Description of the task. Copy all lines containing the string "ground" from the records below.

Data provided.
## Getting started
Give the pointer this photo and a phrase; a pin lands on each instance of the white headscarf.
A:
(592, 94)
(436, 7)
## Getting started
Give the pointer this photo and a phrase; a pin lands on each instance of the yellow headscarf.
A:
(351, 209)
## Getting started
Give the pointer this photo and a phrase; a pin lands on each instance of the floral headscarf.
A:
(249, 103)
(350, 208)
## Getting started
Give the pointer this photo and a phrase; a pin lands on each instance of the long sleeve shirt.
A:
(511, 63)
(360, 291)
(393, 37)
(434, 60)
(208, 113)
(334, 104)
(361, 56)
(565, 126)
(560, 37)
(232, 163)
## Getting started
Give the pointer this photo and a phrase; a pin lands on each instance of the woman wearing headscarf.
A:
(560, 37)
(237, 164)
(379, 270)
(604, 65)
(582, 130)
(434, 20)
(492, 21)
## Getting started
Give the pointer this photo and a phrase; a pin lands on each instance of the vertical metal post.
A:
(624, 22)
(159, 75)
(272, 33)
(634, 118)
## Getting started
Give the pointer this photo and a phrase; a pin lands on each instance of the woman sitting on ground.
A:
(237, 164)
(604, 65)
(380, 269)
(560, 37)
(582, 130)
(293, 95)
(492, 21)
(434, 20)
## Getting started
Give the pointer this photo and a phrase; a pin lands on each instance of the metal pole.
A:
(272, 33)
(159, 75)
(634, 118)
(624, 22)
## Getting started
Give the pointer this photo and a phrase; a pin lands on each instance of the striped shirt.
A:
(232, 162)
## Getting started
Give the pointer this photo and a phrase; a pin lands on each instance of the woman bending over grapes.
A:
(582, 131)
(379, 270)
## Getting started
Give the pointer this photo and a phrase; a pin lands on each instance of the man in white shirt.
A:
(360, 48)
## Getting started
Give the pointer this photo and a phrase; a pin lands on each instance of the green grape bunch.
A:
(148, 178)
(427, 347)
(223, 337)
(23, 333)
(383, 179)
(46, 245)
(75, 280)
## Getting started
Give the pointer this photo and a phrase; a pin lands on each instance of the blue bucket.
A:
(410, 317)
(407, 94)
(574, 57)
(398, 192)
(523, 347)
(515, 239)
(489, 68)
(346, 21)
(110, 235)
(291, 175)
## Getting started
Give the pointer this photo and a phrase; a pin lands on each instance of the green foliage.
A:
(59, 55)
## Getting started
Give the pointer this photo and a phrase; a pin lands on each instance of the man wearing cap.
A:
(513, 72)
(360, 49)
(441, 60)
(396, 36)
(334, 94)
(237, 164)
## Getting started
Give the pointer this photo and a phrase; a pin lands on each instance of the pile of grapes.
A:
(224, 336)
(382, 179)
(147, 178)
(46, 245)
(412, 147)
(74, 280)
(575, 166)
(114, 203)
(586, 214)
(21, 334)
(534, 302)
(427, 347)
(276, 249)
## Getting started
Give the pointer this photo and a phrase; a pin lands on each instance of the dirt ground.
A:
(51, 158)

Response box.
Give the pointer this photo and a phrase; a pin lands on each instance of the woman sitting on ground.
Give the pointer this photo and a phrase; a pin lands on each instance of the dirt ground.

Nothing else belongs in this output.